Position identification records:
_ _ _
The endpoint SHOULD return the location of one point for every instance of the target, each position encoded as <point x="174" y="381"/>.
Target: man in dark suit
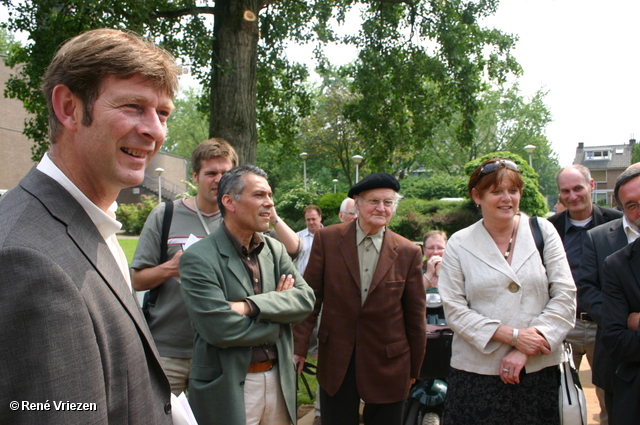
<point x="74" y="345"/>
<point x="575" y="186"/>
<point x="372" y="336"/>
<point x="243" y="293"/>
<point x="599" y="244"/>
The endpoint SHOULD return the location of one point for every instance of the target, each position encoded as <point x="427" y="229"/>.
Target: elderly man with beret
<point x="368" y="283"/>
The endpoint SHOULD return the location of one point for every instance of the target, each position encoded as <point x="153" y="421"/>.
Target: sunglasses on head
<point x="493" y="166"/>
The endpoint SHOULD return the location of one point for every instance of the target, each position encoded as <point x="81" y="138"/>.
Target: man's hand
<point x="285" y="282"/>
<point x="173" y="264"/>
<point x="299" y="360"/>
<point x="632" y="321"/>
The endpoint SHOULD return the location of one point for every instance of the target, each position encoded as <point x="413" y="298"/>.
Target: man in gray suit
<point x="599" y="243"/>
<point x="575" y="187"/>
<point x="74" y="345"/>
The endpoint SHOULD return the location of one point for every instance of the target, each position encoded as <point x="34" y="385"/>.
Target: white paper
<point x="190" y="241"/>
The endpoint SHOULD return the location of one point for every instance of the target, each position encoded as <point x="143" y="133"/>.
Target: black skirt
<point x="485" y="399"/>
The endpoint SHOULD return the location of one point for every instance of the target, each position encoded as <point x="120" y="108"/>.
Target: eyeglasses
<point x="388" y="203"/>
<point x="493" y="166"/>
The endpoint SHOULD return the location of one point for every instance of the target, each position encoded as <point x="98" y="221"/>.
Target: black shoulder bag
<point x="151" y="296"/>
<point x="537" y="236"/>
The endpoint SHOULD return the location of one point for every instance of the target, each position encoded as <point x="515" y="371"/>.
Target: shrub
<point x="330" y="204"/>
<point x="532" y="201"/>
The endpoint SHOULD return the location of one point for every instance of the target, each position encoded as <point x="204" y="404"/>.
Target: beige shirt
<point x="481" y="291"/>
<point x="106" y="223"/>
<point x="369" y="247"/>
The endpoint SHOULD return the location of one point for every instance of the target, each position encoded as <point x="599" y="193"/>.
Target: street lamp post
<point x="357" y="159"/>
<point x="304" y="156"/>
<point x="159" y="171"/>
<point x="530" y="149"/>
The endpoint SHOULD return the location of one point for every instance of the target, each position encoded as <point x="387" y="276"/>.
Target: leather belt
<point x="261" y="366"/>
<point x="584" y="317"/>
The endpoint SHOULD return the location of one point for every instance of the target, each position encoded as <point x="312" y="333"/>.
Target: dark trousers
<point x="343" y="408"/>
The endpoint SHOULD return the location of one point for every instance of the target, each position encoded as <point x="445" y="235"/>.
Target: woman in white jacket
<point x="510" y="315"/>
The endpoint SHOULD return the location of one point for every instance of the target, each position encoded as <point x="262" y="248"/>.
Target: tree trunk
<point x="233" y="77"/>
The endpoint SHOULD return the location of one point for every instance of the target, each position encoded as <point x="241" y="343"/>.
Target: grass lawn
<point x="129" y="247"/>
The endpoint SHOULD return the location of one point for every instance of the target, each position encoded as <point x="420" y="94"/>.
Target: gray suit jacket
<point x="598" y="244"/>
<point x="71" y="328"/>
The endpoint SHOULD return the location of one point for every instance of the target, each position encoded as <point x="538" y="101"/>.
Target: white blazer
<point x="481" y="291"/>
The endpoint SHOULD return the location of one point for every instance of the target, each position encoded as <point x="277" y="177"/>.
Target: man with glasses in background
<point x="348" y="211"/>
<point x="368" y="283"/>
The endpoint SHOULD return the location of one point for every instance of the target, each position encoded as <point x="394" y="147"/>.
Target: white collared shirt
<point x="106" y="224"/>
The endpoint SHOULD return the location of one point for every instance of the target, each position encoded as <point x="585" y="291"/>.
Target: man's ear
<point x="67" y="107"/>
<point x="228" y="203"/>
<point x="475" y="196"/>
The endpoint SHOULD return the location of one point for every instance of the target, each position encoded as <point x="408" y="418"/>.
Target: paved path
<point x="593" y="408"/>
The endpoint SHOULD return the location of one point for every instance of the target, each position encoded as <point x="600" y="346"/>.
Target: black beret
<point x="375" y="181"/>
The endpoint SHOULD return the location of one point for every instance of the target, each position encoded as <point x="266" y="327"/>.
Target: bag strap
<point x="166" y="225"/>
<point x="537" y="236"/>
<point x="151" y="296"/>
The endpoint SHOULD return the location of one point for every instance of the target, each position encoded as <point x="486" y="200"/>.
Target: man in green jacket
<point x="243" y="293"/>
_ _ _
EXERCISE INSTRUCTIONS:
Reproduce each line of the records exactly, and omit every picture.

WRITTEN REPLY:
The endpoint SHOULD return the location of one point for every instance of the target, each position encoded as <point x="174" y="381"/>.
Target: man in dark suit
<point x="74" y="345"/>
<point x="575" y="186"/>
<point x="372" y="336"/>
<point x="243" y="293"/>
<point x="599" y="244"/>
The endpoint SHOULD return the location of one point for every instance of the target, each position encoded as <point x="427" y="229"/>.
Target: elderly man with beret
<point x="368" y="283"/>
The endpoint SHOULD return the location of one point for every instance of the target, each position encoded as <point x="153" y="421"/>.
Target: sunglasses on head
<point x="493" y="166"/>
The endpoint SHOULD return the location of one point for every instance of the target, each position encoded as <point x="81" y="138"/>.
Target: man's hand
<point x="285" y="282"/>
<point x="173" y="264"/>
<point x="299" y="360"/>
<point x="632" y="321"/>
The endpoint SHOULD return the location of one point for every instance of the target, each position encoded as <point x="413" y="298"/>.
Target: man in gray suit
<point x="599" y="243"/>
<point x="575" y="187"/>
<point x="74" y="345"/>
The endpoint SHOULD return the location of one point for every instance of the target, each position encoded as <point x="34" y="385"/>.
Target: white paper
<point x="190" y="241"/>
The endpoint SHOULD return the location of one point for every instance of the target, each position encoded as <point x="143" y="133"/>.
Target: black skirt
<point x="485" y="399"/>
The endpoint SHOULD return the location of one point for every instance of the target, each position encoded as <point x="120" y="108"/>.
Target: eyeglasses
<point x="388" y="203"/>
<point x="493" y="166"/>
The endpoint SHOULD return the location of one point for every instance of the target, each position encoded as <point x="98" y="221"/>.
Target: black shoulder bag
<point x="151" y="296"/>
<point x="537" y="236"/>
The endpoint SHOULD return the location of one point for every instance of the target, each position encoded as <point x="515" y="371"/>.
Target: shrub
<point x="330" y="204"/>
<point x="532" y="201"/>
The endpoint SHOULD return the location of one point for every instance of the target, each position encoded as <point x="204" y="404"/>.
Target: beige shirt
<point x="481" y="291"/>
<point x="106" y="223"/>
<point x="369" y="247"/>
The endpoint SHOULD return the location of one point for every instance of the target, each position encoded as <point x="599" y="193"/>.
Target: street lamp post
<point x="357" y="159"/>
<point x="304" y="156"/>
<point x="159" y="171"/>
<point x="530" y="149"/>
The endpoint SHOULD return the location of one point for every instance of the target, each position encoded as <point x="387" y="276"/>.
Target: leather belt
<point x="261" y="366"/>
<point x="584" y="317"/>
The endpoint SHOULD return the location of one point for every instance of the target, each position encoded as <point x="312" y="333"/>.
Target: dark trousers
<point x="343" y="408"/>
The endpoint SHOULD return the location of one point for every instance of the target, each position encoded as <point x="445" y="235"/>.
Target: woman in white jacket
<point x="510" y="315"/>
The endpoint SHOULD return the location of one point for every instance of the target, each position encoded as <point x="262" y="248"/>.
Target: tree trunk
<point x="233" y="77"/>
The endpoint SHOULD return the location of one point for every instance of the target, each position encoded as <point x="241" y="343"/>.
Target: grass lawn
<point x="129" y="247"/>
The endpoint SHOULD return the location of one point for every instance of the target, each position encoded as <point x="420" y="94"/>.
Target: gray suit jacket
<point x="598" y="244"/>
<point x="71" y="328"/>
The endpoint SHOULD return the location of one point for every instance of the target, each position encoded as <point x="538" y="101"/>.
Target: white blazer
<point x="481" y="291"/>
The endpoint SHOULD return the location of one point for every instance of the target, each position encoded as <point x="277" y="177"/>.
Target: man with glasses in background
<point x="348" y="211"/>
<point x="368" y="283"/>
The endpoint SHOULD return the location of one point for every instance of the target, each position encoded as <point x="394" y="147"/>.
Target: white collared shirt
<point x="106" y="224"/>
The endpoint SHOULD return the location of one point for every instance of the target, each position encoded as <point x="585" y="291"/>.
Target: man's ear
<point x="67" y="107"/>
<point x="228" y="203"/>
<point x="475" y="196"/>
The endpoint SHOULD return the location of one point for every instance of the target, each position encoded as <point x="408" y="418"/>.
Target: paved path
<point x="593" y="408"/>
The endpoint SHOULD return the location of one point for every instance of the target, each position encoded as <point x="600" y="346"/>.
Target: black beret
<point x="375" y="181"/>
The endpoint SHOULD return the location of one point for every instance of the target, each position encoded as <point x="266" y="327"/>.
Target: bag strap
<point x="166" y="225"/>
<point x="537" y="236"/>
<point x="151" y="296"/>
The endpoint SHOULD return the location of one point for every instance of the target, each position encoded as <point x="486" y="200"/>.
Target: man in green jacket
<point x="243" y="293"/>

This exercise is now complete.